Data entries
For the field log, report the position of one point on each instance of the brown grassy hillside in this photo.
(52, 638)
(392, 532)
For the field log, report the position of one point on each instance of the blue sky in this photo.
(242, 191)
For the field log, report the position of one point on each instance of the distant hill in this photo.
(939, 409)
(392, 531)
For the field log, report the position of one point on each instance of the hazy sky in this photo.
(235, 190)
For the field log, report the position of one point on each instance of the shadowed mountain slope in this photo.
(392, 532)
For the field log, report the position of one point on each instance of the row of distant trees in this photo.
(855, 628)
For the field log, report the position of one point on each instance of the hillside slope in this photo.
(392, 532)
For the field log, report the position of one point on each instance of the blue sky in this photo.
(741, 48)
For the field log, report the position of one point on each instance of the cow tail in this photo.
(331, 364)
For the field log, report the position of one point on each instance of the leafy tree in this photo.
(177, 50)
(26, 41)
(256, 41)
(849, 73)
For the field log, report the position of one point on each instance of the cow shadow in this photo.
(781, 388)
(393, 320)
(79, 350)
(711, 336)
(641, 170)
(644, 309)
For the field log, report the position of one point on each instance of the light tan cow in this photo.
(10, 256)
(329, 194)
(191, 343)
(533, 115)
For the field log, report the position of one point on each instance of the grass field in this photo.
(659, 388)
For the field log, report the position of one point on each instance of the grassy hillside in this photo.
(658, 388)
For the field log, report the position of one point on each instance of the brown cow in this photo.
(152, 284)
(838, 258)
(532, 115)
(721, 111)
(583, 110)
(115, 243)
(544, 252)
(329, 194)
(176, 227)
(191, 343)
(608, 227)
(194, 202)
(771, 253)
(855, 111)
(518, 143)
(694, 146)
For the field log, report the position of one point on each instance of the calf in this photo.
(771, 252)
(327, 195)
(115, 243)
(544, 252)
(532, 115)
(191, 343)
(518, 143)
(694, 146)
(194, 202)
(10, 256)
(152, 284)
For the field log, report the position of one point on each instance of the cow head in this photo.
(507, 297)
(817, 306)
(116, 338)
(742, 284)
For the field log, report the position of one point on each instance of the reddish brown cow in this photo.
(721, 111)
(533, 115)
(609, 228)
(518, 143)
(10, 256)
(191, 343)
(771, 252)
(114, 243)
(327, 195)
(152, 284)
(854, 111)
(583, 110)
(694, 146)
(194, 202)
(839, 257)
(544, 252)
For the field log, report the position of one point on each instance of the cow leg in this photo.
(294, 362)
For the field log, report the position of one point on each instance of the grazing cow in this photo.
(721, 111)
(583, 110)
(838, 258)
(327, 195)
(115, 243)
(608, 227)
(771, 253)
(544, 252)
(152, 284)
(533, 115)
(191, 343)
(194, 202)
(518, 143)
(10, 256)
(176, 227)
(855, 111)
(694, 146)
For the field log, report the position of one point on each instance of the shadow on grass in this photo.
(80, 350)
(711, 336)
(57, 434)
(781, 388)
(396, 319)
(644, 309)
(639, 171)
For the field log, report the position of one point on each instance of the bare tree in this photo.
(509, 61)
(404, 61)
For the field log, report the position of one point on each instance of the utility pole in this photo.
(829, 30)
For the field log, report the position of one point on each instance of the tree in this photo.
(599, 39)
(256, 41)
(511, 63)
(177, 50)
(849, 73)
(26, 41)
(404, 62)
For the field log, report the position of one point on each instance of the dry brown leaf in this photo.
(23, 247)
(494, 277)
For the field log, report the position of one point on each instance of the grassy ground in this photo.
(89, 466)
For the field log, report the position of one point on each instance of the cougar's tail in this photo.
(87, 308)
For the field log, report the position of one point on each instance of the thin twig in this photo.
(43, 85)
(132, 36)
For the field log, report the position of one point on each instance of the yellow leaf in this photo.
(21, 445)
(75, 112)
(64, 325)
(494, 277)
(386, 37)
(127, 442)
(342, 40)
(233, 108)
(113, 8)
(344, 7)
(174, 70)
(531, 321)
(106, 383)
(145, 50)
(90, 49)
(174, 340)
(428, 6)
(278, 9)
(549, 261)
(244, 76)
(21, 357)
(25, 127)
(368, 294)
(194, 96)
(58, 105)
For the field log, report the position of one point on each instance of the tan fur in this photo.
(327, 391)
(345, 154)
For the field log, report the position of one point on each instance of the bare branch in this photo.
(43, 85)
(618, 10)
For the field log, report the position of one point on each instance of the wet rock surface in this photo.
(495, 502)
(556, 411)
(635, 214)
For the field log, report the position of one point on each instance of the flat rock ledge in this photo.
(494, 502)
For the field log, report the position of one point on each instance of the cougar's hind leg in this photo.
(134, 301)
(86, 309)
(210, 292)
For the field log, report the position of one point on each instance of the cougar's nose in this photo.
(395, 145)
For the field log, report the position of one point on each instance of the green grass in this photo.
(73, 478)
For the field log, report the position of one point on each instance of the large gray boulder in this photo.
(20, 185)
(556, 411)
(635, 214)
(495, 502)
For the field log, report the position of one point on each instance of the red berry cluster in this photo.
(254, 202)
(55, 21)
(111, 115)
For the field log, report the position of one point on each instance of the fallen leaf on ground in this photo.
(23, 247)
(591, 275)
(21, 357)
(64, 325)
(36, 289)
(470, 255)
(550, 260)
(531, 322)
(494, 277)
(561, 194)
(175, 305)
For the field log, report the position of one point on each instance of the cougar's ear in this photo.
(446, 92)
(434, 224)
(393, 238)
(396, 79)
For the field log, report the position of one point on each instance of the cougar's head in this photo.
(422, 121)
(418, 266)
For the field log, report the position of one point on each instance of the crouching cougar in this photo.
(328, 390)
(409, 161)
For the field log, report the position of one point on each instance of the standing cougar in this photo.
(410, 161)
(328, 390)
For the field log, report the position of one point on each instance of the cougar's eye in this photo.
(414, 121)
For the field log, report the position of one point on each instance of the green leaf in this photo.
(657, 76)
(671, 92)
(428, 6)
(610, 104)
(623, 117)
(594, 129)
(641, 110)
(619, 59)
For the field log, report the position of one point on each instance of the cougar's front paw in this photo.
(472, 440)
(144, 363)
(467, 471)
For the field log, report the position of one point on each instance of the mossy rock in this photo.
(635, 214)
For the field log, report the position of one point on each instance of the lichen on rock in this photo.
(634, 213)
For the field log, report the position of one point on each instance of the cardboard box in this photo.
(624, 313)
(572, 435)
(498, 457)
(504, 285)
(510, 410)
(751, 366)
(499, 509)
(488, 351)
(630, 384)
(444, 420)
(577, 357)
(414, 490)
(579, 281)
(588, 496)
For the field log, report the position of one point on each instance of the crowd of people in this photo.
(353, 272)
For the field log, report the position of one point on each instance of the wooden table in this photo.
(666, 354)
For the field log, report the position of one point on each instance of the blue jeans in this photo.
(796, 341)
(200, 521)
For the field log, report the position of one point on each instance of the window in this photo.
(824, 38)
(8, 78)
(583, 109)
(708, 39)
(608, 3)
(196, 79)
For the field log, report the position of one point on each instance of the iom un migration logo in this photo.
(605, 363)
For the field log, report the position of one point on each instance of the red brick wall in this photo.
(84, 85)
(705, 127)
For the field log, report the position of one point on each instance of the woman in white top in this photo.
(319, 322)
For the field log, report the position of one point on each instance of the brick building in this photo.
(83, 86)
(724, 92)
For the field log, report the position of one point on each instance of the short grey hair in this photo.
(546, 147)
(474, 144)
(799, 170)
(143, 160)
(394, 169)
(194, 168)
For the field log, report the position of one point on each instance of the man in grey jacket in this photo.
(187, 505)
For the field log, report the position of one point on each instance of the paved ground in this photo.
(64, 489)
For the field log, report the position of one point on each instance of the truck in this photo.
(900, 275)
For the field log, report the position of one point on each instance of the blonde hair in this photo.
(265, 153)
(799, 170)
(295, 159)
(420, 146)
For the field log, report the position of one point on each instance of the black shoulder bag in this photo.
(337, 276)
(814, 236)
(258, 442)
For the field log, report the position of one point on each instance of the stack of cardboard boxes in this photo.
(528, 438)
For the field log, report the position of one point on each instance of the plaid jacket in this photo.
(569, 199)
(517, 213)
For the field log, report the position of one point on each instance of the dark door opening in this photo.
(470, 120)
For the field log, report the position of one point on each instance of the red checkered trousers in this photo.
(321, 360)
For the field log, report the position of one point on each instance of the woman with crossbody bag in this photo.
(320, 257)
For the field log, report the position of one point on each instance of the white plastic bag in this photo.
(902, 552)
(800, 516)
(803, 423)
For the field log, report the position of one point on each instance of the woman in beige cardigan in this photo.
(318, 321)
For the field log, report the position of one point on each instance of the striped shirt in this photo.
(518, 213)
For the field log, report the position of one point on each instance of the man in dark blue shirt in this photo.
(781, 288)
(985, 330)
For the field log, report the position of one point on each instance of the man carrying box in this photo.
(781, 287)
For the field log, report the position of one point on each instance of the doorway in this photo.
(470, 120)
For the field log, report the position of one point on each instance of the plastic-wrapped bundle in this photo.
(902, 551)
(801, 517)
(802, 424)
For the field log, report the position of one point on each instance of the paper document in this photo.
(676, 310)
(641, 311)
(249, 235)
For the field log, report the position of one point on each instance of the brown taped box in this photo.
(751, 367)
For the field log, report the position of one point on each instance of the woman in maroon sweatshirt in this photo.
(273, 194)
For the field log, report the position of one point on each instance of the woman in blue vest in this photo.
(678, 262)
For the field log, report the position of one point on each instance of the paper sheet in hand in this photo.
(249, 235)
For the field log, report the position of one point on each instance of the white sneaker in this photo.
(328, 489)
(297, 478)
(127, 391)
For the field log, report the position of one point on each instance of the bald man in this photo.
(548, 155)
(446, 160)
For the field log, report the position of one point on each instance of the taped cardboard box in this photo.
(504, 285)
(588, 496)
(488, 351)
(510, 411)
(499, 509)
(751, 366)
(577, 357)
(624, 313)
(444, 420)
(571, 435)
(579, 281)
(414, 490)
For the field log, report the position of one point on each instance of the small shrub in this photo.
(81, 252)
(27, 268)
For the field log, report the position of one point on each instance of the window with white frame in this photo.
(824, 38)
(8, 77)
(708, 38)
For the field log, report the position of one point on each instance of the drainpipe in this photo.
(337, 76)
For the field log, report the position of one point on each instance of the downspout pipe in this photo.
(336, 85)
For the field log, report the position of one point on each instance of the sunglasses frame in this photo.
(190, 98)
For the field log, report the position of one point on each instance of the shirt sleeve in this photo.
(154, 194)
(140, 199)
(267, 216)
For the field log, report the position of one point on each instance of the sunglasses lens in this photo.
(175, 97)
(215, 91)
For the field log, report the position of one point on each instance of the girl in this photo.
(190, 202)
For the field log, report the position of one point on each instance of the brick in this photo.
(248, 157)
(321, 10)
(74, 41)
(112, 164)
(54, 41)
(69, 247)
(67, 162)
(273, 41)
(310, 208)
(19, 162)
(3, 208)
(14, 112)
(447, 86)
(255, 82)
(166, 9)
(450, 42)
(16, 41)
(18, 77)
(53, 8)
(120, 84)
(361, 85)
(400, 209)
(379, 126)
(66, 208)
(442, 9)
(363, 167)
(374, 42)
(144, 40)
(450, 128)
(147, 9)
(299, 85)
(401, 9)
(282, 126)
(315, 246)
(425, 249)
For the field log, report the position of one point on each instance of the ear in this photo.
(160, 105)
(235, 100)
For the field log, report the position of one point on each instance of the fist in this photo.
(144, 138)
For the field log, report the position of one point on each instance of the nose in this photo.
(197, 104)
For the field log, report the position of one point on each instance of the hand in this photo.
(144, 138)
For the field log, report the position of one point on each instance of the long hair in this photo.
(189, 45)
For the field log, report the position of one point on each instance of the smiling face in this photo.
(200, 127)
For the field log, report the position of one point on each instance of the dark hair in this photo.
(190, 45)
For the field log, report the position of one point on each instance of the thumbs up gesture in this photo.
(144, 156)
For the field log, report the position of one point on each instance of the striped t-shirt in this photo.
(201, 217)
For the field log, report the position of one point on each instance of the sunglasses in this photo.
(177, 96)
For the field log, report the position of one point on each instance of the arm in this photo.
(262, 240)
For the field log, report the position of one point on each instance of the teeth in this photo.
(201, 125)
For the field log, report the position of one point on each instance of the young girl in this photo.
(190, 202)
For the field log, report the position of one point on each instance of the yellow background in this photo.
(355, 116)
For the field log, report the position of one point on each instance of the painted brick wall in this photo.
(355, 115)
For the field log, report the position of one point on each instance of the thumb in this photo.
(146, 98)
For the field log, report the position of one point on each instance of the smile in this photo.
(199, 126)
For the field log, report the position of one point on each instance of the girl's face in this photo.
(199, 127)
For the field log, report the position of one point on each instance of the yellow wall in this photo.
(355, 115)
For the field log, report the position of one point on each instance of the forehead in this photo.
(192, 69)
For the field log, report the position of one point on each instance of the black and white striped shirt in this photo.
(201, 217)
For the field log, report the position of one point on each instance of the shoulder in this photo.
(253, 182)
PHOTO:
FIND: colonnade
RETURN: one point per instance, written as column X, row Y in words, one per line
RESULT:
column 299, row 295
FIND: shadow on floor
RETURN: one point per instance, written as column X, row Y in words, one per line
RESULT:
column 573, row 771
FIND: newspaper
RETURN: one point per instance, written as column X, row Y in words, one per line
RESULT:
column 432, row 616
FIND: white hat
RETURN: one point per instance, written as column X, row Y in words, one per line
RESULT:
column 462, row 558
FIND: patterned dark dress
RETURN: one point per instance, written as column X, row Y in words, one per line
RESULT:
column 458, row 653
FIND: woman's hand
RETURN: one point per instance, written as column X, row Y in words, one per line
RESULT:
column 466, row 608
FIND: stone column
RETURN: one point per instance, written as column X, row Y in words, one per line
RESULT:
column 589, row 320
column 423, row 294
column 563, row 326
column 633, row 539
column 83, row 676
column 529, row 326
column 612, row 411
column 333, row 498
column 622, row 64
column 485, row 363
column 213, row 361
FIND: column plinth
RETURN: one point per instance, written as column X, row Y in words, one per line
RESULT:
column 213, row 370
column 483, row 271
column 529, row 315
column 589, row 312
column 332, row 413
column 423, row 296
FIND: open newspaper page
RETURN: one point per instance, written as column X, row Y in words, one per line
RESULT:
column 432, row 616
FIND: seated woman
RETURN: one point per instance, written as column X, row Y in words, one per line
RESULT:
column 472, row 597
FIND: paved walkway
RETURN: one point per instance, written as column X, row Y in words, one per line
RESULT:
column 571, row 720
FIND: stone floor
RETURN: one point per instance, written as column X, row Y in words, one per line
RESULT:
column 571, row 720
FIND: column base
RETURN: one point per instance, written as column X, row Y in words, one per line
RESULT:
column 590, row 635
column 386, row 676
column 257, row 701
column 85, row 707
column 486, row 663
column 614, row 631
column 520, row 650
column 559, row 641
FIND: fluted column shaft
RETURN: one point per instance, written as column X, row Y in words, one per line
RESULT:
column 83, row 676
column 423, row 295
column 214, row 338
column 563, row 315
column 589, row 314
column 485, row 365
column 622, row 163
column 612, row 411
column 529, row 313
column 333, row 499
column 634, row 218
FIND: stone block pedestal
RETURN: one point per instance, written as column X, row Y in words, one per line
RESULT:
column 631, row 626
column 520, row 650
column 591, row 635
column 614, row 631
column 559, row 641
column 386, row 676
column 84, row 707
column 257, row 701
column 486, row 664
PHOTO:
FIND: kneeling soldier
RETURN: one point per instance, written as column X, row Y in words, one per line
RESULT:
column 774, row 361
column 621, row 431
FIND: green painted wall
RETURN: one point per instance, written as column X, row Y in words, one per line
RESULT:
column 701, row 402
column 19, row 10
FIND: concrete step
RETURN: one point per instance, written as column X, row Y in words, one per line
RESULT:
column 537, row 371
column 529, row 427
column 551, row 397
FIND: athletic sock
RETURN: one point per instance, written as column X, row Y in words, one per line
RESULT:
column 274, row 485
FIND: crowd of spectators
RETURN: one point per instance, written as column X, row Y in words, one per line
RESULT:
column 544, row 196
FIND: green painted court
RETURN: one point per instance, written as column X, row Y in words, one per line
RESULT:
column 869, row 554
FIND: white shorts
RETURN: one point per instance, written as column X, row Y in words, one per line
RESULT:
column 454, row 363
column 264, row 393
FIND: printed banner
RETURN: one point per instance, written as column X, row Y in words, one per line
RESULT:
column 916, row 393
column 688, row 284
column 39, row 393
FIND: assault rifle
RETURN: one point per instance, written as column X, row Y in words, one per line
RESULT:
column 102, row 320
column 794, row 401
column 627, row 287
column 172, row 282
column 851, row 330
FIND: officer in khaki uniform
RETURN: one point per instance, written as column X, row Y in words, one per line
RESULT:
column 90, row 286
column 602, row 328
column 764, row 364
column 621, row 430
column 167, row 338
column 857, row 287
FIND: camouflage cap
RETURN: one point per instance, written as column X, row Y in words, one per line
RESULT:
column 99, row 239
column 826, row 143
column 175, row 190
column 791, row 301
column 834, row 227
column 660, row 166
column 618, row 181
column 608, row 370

Given task
Reproduce verbatim the entries that begin at the line containing "FIND: green painted wall" and continue through the final line of the entries.

Answer to this task
FIND: green painted wall
RETURN: one point per instance, written as column X, row Y in words, one per line
RESULT:
column 701, row 402
column 19, row 10
FIND: concrete step
RETURN: one point per instance, written as column X, row Y in words, one per line
RESULT:
column 537, row 371
column 529, row 427
column 551, row 397
FIND: athletic sock
RETURN: one point per instance, written as column X, row Y in words, one per line
RESULT:
column 274, row 485
FIND: crowd of spectators
RETURN: one point per instance, written as column X, row Y in words, one per line
RESULT:
column 544, row 196
FIND: green painted court
RETURN: one point per instance, written as column X, row Y in words, one per line
RESULT:
column 869, row 554
FIND: white shorts
RETURN: one point per instance, written as column X, row Y in words, one per line
RESULT:
column 454, row 363
column 264, row 393
FIND: printed banner
RETURN: one point per instance, written as column X, row Y in words, one per line
RESULT:
column 916, row 393
column 688, row 284
column 39, row 393
FIND: assault rifle
RETURN: one point per instance, written as column X, row Y in words, one per line
RESULT:
column 102, row 320
column 794, row 401
column 627, row 287
column 172, row 282
column 851, row 330
FIND: officer in khaki uniform
RETURN: one point per instance, written as column X, row Y in words, one per line
RESULT:
column 90, row 286
column 602, row 328
column 764, row 364
column 621, row 430
column 167, row 338
column 857, row 287
FIND: camouflage cap
RETURN: one point per instance, written as column X, row Y in words, one per line
RESULT:
column 99, row 239
column 826, row 143
column 175, row 190
column 791, row 301
column 834, row 227
column 660, row 166
column 618, row 181
column 608, row 370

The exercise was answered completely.